> _Work to complete_
**1)** Answer these questions from the Disney article:
(a) Which newspaper reported that Disney is looking to package its streaming, parks, and merchandise offerings?
(b) Whom did Bob Chapek succeed as CEO?
(c) What phrase did Chapek use in May to describe Disney?
**2)** Write out everything in the Disney article from "The Wall Street" down to "his Burbank backyard.", word for word.

> _Passage_
========

Disney Finally, Maybe, Embraces Prime Opportunity To Build Disney+ Audiences

Well, that took long enough. Reports are surfacing that Disney is investigating how it can create an Amazon Prime-style membership program giving customers benefits beyond the opportunity to pay 43% more for a streaming service they’ve already subscribed to.

The Wall Street Journal said Disney is looking to package its formidable offerings in streaming, parks, and merchandise in some manner that can further drive loyalty and reduce churn. It’s the most obvious idea in Mouseland since Walt started dreaming about a theme park back in the early 1950s while riding his model train around his Burbank backyard.

That we’re now almost at the third anniversary of the launch of flagship streaming service Disney+, alongside a company history of interweaving its franchises across a bewildering array of products, experiences and services, just begs one question: What took so damned long?

Pandemic. Okay, fair. Disney’s parks, cruise lines, and resorts around the planet shuddered to a halt for many months, and theatrical is still a mess. They. Got. Crushed.

Also, leadership transition. Semi-fair. Yes, Bob Chapek took over for Bob Iger as CEO about a minute and a half before the pandemic blitzed the globe, and in particular Disney’s moneymakers. Chapek indeed had a few issues to deal with first.

But pre-CEO Chapek was running the parks and consumer products, and before that, home entertainment. If anyone should have been thinking for years about tying all this together in some fashion, it was Chapek, who talked in May about Disney’s “unique synergy machine, or franchise flywheel.” But these things apparently take time.

========

[Records drawn from a dataset]

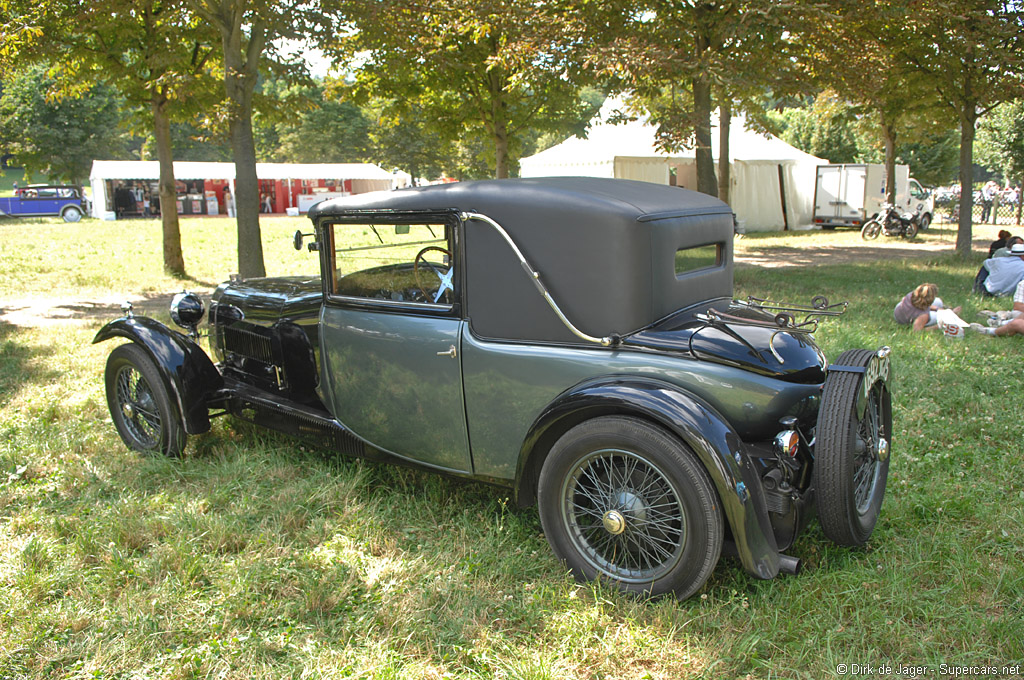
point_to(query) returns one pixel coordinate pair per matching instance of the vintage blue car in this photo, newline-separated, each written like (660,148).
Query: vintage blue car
(44,201)
(574,340)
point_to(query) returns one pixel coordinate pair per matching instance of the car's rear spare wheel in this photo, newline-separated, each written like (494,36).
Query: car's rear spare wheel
(853,447)
(624,501)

========

> _Your written answers_
**1)**
(a) The Wall Street Journal
(b) Bob Iger
(c) "unique synergy machine, or franchise flywheel"

**2)**
The Wall Street Journal said Disney is looking to package its formidable offerings in streaming, parks, and merchandise in some manner that can further drive loyalty and reduce churn. It’s the most obvious idea in Mouseland since Walt started dreaming about a theme park back in the early 1950s while riding his model train around his Burbank backyard.